Reproduce word for word everything in the rows below from the line containing "like point(76, 299)." down to the line containing "point(488, 419)", including both of those lines.

[start]

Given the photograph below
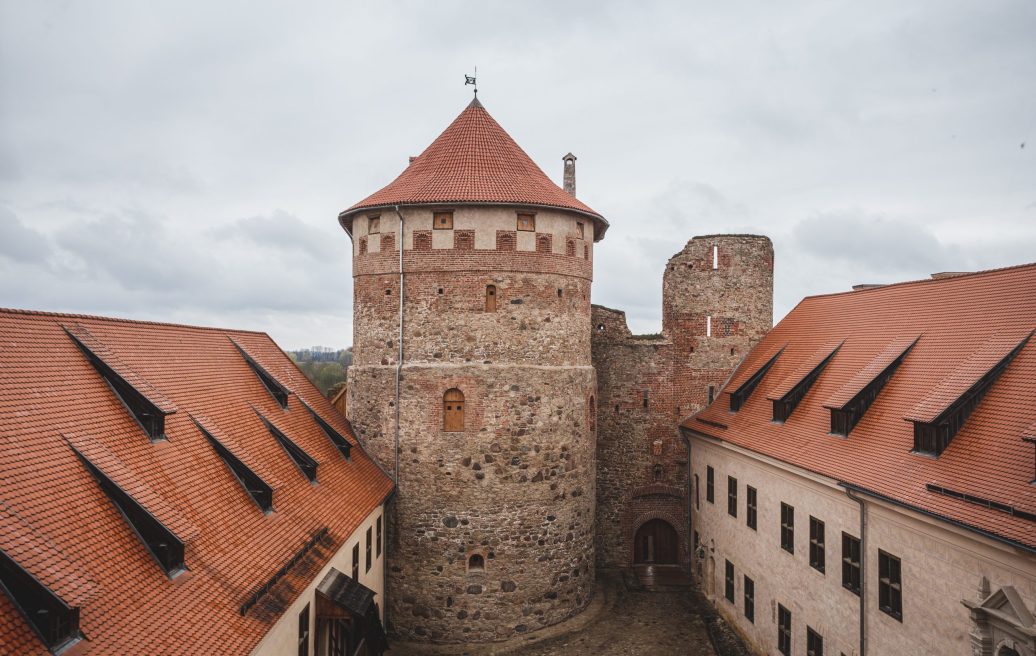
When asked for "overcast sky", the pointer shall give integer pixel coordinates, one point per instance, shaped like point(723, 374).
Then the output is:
point(186, 161)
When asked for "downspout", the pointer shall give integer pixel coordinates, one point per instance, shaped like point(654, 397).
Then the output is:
point(863, 573)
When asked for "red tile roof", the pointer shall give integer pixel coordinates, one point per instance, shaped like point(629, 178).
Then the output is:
point(58, 524)
point(963, 322)
point(473, 162)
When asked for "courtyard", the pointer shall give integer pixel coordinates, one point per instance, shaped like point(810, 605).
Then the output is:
point(626, 618)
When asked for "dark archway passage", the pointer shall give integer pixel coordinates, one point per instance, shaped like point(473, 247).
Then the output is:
point(656, 543)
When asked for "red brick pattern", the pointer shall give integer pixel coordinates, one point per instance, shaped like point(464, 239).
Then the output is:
point(57, 523)
point(963, 323)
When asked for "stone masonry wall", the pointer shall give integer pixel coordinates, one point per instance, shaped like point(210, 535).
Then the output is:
point(516, 486)
point(712, 316)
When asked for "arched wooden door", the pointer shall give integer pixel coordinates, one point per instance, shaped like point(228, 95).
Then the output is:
point(656, 543)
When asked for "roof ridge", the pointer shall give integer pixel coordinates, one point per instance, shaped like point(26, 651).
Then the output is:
point(920, 281)
point(113, 319)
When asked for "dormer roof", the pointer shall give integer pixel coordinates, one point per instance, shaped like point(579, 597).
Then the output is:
point(473, 162)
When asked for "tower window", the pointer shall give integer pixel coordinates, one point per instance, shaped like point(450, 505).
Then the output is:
point(490, 297)
point(442, 220)
point(453, 410)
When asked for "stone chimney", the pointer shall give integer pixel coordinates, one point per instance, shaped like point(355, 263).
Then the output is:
point(570, 173)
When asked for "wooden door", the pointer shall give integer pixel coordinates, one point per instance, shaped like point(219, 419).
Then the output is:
point(453, 410)
point(656, 543)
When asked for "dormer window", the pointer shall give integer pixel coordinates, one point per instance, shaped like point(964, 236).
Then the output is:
point(143, 401)
point(740, 396)
point(163, 543)
point(278, 391)
point(259, 490)
point(941, 416)
point(442, 220)
point(55, 622)
point(787, 394)
point(303, 460)
point(851, 402)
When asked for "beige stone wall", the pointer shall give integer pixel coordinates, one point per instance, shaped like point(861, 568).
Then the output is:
point(283, 636)
point(942, 564)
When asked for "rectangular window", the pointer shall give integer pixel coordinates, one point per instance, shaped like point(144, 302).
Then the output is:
point(442, 220)
point(370, 531)
point(379, 536)
point(787, 528)
point(304, 631)
point(851, 563)
point(729, 581)
point(890, 597)
point(750, 512)
point(783, 630)
point(814, 643)
point(750, 600)
point(816, 555)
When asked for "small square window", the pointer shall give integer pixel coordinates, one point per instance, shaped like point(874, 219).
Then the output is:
point(442, 220)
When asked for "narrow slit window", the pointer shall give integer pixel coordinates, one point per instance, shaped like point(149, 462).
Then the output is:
point(55, 621)
point(453, 410)
point(490, 297)
point(442, 221)
point(303, 460)
point(163, 543)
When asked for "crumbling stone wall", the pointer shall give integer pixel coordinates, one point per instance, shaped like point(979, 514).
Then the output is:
point(516, 487)
point(717, 303)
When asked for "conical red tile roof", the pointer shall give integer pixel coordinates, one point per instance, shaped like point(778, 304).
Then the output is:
point(473, 161)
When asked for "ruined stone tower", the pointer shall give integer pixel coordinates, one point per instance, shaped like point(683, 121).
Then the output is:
point(717, 303)
point(477, 389)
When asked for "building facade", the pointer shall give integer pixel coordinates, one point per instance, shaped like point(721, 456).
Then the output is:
point(472, 381)
point(864, 482)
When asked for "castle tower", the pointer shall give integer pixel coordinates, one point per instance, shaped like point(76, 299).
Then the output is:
point(717, 303)
point(488, 419)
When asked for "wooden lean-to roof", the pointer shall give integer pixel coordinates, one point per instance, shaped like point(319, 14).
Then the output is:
point(954, 332)
point(58, 414)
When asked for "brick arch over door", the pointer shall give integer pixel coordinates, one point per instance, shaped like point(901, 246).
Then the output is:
point(671, 518)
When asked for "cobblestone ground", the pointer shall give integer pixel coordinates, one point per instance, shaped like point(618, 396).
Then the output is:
point(623, 621)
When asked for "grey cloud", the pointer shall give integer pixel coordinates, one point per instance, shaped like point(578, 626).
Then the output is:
point(19, 241)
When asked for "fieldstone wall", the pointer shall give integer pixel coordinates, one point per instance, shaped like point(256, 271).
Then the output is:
point(717, 304)
point(491, 533)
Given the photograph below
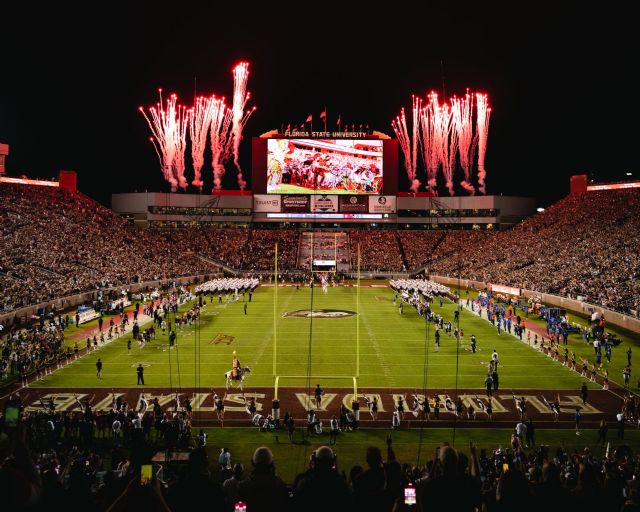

[end]

## Complete answer:
When asked for "castle tower", the pointer shall give integer pixel coordinates, one point per instance, shaped like point(76, 299).
Then the output is:
point(717, 303)
point(488, 419)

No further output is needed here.